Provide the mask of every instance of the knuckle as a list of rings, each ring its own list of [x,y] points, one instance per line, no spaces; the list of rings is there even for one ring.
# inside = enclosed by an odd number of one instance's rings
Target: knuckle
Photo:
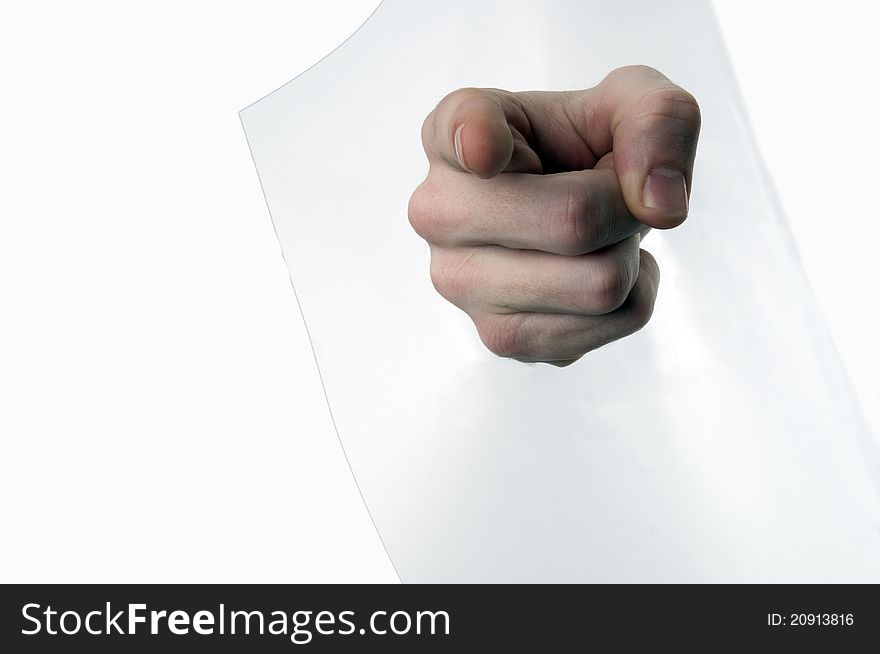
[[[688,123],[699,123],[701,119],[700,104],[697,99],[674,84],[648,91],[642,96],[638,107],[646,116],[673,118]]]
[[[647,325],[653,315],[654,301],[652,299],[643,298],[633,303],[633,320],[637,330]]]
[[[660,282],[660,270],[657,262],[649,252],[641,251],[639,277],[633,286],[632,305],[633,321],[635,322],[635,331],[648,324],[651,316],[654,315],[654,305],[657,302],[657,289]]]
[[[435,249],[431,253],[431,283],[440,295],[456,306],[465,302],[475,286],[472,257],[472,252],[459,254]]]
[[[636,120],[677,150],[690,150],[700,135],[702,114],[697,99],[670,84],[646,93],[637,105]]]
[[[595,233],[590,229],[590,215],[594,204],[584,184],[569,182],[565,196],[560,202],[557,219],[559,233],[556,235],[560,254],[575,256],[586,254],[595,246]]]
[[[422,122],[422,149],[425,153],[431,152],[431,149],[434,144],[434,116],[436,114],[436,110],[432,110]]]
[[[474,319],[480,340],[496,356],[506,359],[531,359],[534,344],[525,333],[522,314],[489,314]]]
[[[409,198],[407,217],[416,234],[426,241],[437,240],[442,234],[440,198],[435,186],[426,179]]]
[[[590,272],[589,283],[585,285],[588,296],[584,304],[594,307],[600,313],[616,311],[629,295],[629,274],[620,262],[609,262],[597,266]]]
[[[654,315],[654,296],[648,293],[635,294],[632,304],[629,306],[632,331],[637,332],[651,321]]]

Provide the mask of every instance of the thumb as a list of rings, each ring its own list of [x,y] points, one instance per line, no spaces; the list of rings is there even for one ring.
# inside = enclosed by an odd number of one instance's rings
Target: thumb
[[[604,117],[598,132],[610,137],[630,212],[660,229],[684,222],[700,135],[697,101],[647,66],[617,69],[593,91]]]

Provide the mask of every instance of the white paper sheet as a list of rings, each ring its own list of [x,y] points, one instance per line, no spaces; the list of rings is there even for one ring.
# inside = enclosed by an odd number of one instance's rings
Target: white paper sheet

■ **Work order**:
Your output should be an exact copy of every line from the one containing "Target: thumb" through the end of the records.

■ **Finished task**:
Target: thumb
[[[604,117],[598,132],[610,137],[630,212],[660,229],[684,222],[700,135],[697,101],[647,66],[617,69],[593,91]]]

Provide the mask of every instance of the white paper sheet as a list of rings, each ring its own list of [x,y] points, one instance per line, no spaces; the list of rings is there even for one ring.
# inside = enclosed by an odd number of one instance's rings
Target: white paper sheet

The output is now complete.